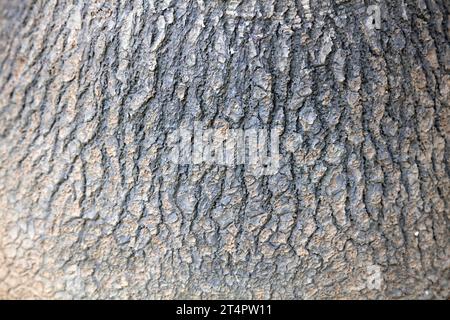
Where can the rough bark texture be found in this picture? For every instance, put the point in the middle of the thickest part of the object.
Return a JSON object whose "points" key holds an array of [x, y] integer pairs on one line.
{"points": [[91, 208]]}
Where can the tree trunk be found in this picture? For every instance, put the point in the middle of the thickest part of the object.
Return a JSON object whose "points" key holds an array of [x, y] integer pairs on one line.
{"points": [[92, 207]]}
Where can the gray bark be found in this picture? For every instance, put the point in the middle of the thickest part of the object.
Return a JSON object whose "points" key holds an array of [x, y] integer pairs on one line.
{"points": [[90, 207]]}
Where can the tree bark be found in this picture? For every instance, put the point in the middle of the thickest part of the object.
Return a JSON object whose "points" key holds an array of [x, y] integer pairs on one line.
{"points": [[90, 206]]}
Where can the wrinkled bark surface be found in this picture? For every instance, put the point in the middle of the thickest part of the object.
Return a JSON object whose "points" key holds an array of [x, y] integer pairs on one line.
{"points": [[90, 207]]}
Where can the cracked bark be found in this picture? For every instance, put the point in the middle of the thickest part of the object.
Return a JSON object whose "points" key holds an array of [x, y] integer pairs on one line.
{"points": [[91, 208]]}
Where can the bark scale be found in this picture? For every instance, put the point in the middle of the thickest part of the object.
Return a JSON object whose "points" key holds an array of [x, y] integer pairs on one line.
{"points": [[90, 206]]}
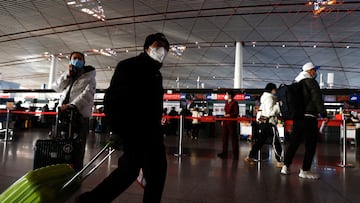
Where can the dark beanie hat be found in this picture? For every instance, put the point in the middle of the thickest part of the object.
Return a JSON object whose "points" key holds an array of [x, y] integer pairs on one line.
{"points": [[150, 39]]}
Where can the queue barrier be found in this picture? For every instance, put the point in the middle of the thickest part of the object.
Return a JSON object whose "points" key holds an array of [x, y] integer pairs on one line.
{"points": [[205, 119], [287, 126]]}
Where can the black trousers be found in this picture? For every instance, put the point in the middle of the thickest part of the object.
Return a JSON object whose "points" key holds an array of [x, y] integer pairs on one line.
{"points": [[267, 131], [305, 129], [154, 165], [229, 131]]}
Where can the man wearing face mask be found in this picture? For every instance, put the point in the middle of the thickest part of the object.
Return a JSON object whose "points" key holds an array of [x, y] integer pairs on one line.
{"points": [[306, 127], [143, 147], [229, 127], [78, 86]]}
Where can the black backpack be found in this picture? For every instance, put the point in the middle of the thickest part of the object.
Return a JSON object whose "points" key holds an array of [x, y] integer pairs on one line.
{"points": [[291, 101]]}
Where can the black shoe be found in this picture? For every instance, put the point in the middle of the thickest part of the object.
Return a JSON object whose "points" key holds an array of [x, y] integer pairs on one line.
{"points": [[222, 155]]}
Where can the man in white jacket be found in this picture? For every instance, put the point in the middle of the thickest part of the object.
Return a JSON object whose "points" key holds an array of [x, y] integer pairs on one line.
{"points": [[267, 118]]}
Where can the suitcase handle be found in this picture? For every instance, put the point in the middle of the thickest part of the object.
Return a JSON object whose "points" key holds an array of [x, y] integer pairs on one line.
{"points": [[74, 178]]}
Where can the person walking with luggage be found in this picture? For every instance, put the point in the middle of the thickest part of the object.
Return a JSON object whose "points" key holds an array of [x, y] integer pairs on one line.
{"points": [[144, 148], [78, 87], [306, 126], [229, 126], [195, 123], [267, 118]]}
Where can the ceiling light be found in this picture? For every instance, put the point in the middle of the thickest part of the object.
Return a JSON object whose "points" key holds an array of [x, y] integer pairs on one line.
{"points": [[71, 2], [177, 50], [91, 7], [320, 5]]}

# Exercise instructions
Copy everything from the line containing "Where can the man in" down to the end of the records, requests included, and raise every point coordinate in the answers by 149.

# Solution to this task
Where can the man in white jacket be found in this picture? For every instance, put the point in the middle of the thickest part of the object.
Return a JSON object whose "points" key holds an array of [x, y] integer pairs on one line.
{"points": [[416, 267]]}
Where can the suitcase handle be found in this picture? For every instance, put the point in the middle of the thickest part of the object.
Return a JSON object whose "points" key holds an array of [x, y] integer pairs on one line.
{"points": [[223, 327]]}
Where can the person walking with luggage be found in this picture? For every instance, put the point in the middle of the thickest part of the object.
Return a JSON object whose "points" key holds an array of [x, y] integer pairs on one line.
{"points": [[293, 297], [227, 236], [455, 275], [378, 275], [344, 272], [416, 267]]}
Where can the ceiling light be found in this picture? For every instance, put the point in the middle of the thickest part of the object.
Return a JSON object whose "points" key holds an array of [x, y] integer pairs on one line.
{"points": [[220, 151], [326, 199], [240, 156], [469, 154]]}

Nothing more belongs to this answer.